(Dataset records):
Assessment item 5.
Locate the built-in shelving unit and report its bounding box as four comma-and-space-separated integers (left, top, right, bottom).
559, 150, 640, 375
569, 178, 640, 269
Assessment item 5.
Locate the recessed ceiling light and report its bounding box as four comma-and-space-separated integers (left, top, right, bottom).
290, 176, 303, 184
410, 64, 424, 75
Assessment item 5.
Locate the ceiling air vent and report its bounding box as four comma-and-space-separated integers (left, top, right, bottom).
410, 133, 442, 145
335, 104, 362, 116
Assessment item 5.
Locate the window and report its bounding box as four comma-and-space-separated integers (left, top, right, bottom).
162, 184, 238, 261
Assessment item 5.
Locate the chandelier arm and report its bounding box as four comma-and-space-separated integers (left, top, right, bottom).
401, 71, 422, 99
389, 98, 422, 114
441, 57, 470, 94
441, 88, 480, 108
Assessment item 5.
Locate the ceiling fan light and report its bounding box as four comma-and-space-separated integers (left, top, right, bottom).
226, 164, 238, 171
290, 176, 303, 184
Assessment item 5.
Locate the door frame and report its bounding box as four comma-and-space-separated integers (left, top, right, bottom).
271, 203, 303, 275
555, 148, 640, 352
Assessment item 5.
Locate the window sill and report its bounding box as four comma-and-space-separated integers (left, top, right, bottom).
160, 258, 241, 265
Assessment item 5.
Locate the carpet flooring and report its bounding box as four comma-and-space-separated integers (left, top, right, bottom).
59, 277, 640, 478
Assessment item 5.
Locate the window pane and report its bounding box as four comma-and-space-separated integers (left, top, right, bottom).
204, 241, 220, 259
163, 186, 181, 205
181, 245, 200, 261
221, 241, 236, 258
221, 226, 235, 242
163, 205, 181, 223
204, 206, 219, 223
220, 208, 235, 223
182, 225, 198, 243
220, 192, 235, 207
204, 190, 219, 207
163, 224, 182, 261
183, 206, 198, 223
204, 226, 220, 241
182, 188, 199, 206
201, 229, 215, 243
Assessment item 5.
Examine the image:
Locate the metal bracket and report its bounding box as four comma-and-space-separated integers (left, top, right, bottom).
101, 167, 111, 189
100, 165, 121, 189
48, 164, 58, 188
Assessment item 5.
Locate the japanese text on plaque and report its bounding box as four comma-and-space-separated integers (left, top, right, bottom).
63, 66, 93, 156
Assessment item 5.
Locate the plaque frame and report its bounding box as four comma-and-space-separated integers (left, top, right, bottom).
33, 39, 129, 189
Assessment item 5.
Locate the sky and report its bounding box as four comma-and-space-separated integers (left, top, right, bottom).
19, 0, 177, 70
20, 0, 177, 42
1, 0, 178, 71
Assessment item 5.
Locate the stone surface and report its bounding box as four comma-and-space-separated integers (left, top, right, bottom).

(Exercise requirements): Could you retype exactly the lines from the one containing "Locate the sky" through the final line of the data above, and no others?

(Solution for this problem):
Locate the sky and report its bounding box as four comma-and-space-separated integers (left, top, right, bottom).
19, 0, 177, 70
20, 0, 177, 42
1, 0, 178, 71
Assessment item 5.
Locate the stone surface and report its bounding box as four comma-and-space-separated integers (left, top, right, bottom).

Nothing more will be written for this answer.